The good thing about Bogotá is that the street numbers are incremental from the center to the North. They refer to streets South to North as “calle” and those East to West as “carrera”.

This method is very helpful especially for someone like me with no sense of direction to figure out where somewhere is or the general area it may be in just from the number of the calle or Carrera. It took a while to get the hang of it but definitely a lot easier once you get acquainted with the names of different areas.

Plaza de Bolívar is in La Candeleria with the exact address being Cra. 7 #11-10, La Candelaria, Bogotá, Colombia. The streets surrounding the square are Calle 10 (south), Calle 11 (north), Carrera 7 (east) and Carrera 8 (west).

Related: Monserrate, Bogotá

Below is the map location to Plaza de Bolívar, Bogotá:

History and Facts: Plaza de Bolívar, Bogotá

Plaza de Bolívar, Bogotá has a rich history that spans hundreds of years. Plaza de Bolívar was first known as La Plaza Mayor. After independence, the name changed to La Plaza de la Constitución. From 1846, the name changed Plaza de Bolívar which most people refer to today as simply Plaza Bolívar.

But where did this name come from? General Simón Bolívar who fought against the Spanish for Colombian independence.

Simón Bolívar is significant in South America as having fought for the independence of many South American countries from the Spanish Empire. Many of these countries remember Simón Bolívar in a similar way with a “Plaza de Bolívar”.

Related: Botanical Garden, Bogotá

The history of Plaza de Bolívar, Bogotá is as follows:

1538 – construction of a stone column, La Picota. This was a location for punishment for nearly half a century

1681 – erection of a water fountain for locals to collect water and the Plaza was used as a market, circus, bullfights, and other events

1776- incineration of the Viceroy’s Palace

1806 – the first trained architect of Bogotá began building the first Cathedral of Colombia on the eastern area of the Plaza as can be seen today

1842 – construction of the Congress of the Republic Headquarters, National Capitol (Capitolio Nacional). The location coincided with where the Viceroy’s Palace was burned at the south of the plaza.

National Capitol / Capitolio Nacional (South)

1861 – ban of food sales

1876 – replacing the water fountain by a bronze statue of General Simón Bolívar who the Plaza was named after. This was also Bogotá’s first public monument.

__Material provided__:
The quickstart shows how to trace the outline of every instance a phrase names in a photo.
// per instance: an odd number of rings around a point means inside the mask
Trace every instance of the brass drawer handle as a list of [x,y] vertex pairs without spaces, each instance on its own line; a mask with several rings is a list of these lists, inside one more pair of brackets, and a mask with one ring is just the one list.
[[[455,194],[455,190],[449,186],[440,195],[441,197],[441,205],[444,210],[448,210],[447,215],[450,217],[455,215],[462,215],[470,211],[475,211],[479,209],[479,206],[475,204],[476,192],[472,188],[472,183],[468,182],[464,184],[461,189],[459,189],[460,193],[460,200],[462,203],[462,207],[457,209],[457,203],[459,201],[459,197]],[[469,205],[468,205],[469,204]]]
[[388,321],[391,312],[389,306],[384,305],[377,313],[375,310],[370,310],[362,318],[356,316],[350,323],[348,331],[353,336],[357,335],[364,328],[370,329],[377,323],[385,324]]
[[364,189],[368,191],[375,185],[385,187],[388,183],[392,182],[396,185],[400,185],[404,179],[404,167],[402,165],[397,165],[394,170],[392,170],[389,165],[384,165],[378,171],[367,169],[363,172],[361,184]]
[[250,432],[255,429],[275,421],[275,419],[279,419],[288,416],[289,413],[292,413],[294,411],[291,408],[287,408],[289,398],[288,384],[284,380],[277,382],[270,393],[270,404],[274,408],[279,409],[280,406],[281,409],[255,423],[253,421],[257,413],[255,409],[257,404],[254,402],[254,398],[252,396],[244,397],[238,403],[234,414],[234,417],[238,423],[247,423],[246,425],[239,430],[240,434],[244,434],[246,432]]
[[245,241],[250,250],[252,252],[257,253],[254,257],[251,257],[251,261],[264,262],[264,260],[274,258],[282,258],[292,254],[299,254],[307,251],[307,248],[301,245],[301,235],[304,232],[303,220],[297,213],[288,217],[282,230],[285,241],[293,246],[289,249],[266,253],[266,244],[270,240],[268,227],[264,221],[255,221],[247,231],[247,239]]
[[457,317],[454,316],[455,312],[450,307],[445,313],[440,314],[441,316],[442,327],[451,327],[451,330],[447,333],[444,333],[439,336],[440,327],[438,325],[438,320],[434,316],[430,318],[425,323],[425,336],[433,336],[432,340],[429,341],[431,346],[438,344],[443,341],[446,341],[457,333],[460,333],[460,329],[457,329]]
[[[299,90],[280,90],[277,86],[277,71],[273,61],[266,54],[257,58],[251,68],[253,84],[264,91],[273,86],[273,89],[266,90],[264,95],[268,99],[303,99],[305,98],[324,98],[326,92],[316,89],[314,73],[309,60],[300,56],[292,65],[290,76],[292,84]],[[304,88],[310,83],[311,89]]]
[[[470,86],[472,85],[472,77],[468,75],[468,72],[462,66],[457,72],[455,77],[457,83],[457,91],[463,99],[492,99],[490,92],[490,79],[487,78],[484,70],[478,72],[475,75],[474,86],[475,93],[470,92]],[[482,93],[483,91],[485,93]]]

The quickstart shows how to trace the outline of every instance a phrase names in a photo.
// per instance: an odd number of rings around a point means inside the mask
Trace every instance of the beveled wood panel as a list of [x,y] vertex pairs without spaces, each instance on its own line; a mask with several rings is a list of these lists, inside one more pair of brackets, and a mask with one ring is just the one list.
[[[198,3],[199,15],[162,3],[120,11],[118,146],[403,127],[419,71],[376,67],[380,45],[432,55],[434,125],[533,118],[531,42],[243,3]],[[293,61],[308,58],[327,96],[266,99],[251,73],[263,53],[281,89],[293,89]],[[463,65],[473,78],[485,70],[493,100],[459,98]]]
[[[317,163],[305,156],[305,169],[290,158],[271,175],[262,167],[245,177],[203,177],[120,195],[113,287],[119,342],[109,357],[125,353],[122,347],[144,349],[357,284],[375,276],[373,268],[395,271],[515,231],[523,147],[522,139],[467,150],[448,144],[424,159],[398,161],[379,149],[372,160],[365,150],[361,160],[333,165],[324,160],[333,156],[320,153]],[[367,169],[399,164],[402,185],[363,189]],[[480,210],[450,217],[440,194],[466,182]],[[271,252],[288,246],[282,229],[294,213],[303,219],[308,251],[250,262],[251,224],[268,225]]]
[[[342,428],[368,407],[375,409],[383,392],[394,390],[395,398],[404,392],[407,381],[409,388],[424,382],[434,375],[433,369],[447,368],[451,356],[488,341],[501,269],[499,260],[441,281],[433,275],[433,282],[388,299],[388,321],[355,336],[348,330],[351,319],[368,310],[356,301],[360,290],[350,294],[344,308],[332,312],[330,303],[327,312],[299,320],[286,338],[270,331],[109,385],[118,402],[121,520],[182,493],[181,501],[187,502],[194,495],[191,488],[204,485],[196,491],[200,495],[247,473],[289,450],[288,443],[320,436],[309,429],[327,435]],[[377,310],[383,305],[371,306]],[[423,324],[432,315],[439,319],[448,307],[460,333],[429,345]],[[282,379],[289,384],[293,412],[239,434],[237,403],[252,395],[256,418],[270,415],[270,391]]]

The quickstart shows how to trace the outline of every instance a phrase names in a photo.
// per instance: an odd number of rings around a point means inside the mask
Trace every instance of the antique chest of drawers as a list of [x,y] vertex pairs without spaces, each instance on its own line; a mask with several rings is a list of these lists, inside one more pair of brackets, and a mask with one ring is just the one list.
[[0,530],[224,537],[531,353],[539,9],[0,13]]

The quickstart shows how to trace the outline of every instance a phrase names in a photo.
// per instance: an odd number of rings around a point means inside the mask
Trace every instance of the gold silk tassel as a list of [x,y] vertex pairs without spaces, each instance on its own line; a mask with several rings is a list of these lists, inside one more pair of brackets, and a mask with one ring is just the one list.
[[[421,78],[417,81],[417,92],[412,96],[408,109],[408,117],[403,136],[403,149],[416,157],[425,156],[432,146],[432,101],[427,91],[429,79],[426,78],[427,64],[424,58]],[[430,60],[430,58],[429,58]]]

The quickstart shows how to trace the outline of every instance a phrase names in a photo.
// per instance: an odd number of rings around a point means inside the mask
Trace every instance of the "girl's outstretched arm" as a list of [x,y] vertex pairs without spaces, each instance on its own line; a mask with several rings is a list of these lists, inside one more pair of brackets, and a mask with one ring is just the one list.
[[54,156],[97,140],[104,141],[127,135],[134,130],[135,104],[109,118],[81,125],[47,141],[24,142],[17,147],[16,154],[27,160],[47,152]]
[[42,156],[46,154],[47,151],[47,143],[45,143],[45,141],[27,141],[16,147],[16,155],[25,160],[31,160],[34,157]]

__Tasks to perform__:
1. List the streets that surround the square, according to the Plaza de Bolívar text, and give the side of the square each one is on.
2. Continue the Plaza de Bolívar text from the point where it stops.

__Responses for each task__:
1. Calle 10 (south), Calle 11 (north), Carrera 7 (east), Carrera 8 (west)

2.
Simón Bolívar Statue

1881 – construction of English-style garden around the statue

1883 – installation of four water fountains

1890s – people of Bogotá used the steps of the Church for socialising

1900 – a fire destroyed Galerías Arrubla

1905 – completion of Liévano Palace (Palacio Liévano) to the west of the plaza

1927 – converting the town to a city by mounting fountains with lights

1948 – the killing of Jorge Eliécer Gaitán , turning the square into a location to burn trams and used as a trench for the army. These riots were referred to as “El Bogotazo”.

1960 – the final remodel of the square, as can be seen today. The city then grew with the Plaza de Bolívar at the center. This center is where the most respected persons lived as opposed to those who lived further away.

1998 – construction of Palace of Justice (Palacio de Justicia) to the north of the plaza

Related: Salt Cathedral, Zipaquirá

Palace of Justice / Palacio de Justicia (North)

Entrance Fee/Ticket Prices for Plaza de Bolívar, Bogotá?

There’s not much to say here because the entrance fee is absolutely free. But you do want to keep some change handy in case you see anything you want to buy from any vendors around or if you want to take any photos with people in costume.

When to Go and What to Do at Plaza de Bolívar, Bogotá?

You can go any day and see most of the below except for the Sunday Market.

(i) See the Church – Catedral Basílica Metropolitana de la Inmaculada Concepción y San Pedro de Colombia.

(ii) See the Simón Bolívar Statue

(iii) Feed pigeons – there are lots of pigeons in this area and there are people who sell food for less than $5,000 Colombian pesos (US$1.30). 

(iv) Food – there are several stalls around the plaza with things like corn, juice, and fruits. If you go on a Sundays, there are far more options including obleahs (customisable wafers which is something very traditional to Bogotá).


(v) Llama – sometimes there are llamas for kids to ride.

(vi) Sunday Street Market – this is the best and worst day to go. Sundays have the most vendors which allows you to see so much more. However, it is very busy which makes it a high risk location for pick-pockets. Sunday at Plaza de Bolívar, I’d recommend you be on highest alert and awareness (other than anything at night of course).

I took a few friends to the Sunday market at Plaza de Bolívar and one of the guys left his wallet in his back pocket. Walking behind, I saw someone with his hand outstretched reaching towards his pocket. I felt like I was watching in slow motion because somehow I reached my friend in time, interlocked our arms, and pulled him closer to me to block his pocket.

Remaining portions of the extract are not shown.